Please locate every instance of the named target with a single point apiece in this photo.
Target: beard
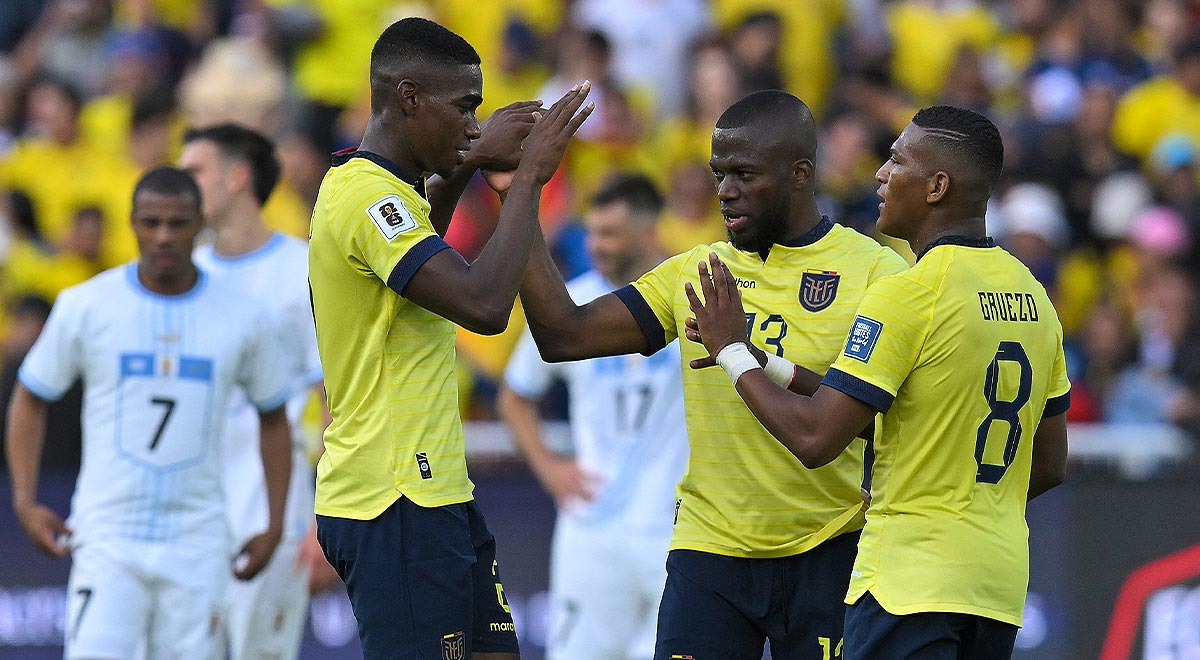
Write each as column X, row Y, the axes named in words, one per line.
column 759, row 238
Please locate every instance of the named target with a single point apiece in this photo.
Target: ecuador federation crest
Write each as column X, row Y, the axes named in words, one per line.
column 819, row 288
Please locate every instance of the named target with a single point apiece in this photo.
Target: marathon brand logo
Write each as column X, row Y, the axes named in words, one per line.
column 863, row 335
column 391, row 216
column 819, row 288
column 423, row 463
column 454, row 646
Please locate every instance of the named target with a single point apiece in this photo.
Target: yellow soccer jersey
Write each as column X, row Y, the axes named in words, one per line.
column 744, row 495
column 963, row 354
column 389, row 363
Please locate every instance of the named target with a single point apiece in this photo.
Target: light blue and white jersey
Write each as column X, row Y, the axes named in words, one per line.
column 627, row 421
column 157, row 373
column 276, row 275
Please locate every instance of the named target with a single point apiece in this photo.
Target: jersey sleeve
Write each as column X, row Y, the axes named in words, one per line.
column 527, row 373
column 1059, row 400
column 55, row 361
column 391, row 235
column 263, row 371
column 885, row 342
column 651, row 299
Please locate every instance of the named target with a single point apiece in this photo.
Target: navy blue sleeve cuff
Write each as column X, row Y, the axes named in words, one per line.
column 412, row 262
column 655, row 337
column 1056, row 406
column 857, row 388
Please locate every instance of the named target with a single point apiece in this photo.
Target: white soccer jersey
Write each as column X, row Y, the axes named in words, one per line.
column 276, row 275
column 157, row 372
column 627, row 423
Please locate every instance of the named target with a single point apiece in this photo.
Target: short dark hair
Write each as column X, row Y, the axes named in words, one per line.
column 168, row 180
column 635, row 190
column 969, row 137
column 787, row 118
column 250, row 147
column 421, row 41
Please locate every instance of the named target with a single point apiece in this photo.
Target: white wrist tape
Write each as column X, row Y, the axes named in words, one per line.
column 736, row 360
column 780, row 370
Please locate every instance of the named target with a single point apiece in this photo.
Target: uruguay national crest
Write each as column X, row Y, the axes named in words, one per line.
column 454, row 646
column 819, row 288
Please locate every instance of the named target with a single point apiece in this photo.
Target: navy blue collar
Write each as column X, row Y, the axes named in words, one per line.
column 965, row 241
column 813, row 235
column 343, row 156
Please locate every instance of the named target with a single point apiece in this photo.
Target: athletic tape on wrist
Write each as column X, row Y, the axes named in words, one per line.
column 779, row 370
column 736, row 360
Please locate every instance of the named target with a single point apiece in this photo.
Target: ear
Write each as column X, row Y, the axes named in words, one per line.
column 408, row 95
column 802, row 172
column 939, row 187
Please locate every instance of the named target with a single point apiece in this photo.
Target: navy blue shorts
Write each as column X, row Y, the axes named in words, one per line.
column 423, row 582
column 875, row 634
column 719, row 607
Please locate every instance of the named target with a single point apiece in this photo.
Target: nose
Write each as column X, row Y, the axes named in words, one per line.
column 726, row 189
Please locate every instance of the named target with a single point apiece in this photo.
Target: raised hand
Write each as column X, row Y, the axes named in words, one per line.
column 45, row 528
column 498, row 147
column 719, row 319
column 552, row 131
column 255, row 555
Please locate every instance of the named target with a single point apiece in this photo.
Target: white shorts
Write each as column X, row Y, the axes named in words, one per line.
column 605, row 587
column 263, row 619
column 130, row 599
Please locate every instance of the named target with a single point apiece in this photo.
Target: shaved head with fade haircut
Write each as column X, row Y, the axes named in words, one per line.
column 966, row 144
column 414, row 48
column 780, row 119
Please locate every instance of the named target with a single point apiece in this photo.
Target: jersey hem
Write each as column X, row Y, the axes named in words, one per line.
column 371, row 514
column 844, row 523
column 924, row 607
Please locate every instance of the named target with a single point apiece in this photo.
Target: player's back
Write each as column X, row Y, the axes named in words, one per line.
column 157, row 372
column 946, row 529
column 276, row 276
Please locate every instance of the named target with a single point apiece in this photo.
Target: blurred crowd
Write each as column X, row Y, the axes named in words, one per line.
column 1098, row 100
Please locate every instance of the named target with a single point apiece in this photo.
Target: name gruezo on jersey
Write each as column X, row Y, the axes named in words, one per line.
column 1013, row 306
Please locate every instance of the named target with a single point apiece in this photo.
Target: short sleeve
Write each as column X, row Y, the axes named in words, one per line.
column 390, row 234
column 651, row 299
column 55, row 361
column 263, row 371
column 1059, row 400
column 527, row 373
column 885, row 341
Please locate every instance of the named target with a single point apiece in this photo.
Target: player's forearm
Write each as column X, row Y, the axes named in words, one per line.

--------

> Given task
Collect every line of the records above that contains the string "sleeve", and copy each one in full. Case counts.

> Worked answer
Target: jersey sleeve
Target: navy blue sleeve cuff
Target: short sleeve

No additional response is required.